[Phrase grounding data]
------------------------------------------------------------

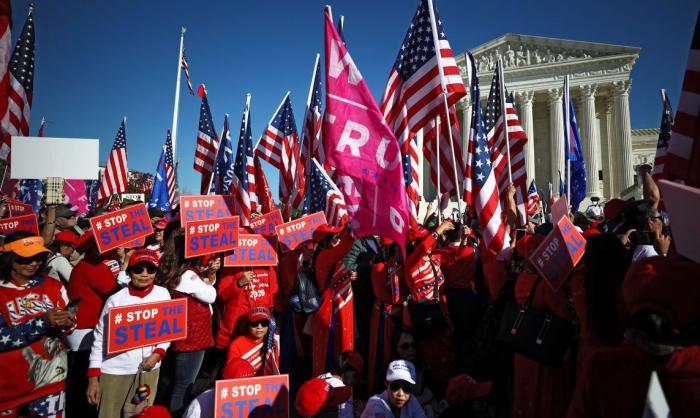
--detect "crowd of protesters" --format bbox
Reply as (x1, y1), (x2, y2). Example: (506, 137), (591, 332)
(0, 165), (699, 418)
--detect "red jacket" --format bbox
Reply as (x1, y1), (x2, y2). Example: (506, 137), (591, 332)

------------------------------------------------------------

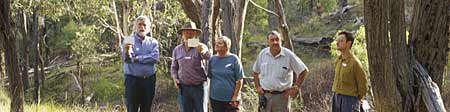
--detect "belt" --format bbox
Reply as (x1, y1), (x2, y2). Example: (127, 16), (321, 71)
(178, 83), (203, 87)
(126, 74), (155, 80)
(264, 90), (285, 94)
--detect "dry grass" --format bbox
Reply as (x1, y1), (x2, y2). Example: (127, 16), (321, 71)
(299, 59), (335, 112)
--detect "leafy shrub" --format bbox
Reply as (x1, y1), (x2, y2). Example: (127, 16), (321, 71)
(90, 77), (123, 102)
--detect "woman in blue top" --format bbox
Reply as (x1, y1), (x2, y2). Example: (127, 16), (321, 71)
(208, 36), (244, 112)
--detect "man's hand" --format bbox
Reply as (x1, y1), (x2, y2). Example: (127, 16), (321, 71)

------------------------------------------------------------

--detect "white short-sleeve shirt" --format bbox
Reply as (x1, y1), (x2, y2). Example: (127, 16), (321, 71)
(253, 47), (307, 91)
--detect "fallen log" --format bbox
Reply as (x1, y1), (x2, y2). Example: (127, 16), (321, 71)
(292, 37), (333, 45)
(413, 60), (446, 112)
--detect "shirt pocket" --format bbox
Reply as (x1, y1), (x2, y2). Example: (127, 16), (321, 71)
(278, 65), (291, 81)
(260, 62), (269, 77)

------------------------------------------------------------

◆ WHAT IS EXPECTED ◆
Count every line of the records that holds "shirt". State the number, nothing else.

◆ RESULT OF THIS EXERCISE ◆
2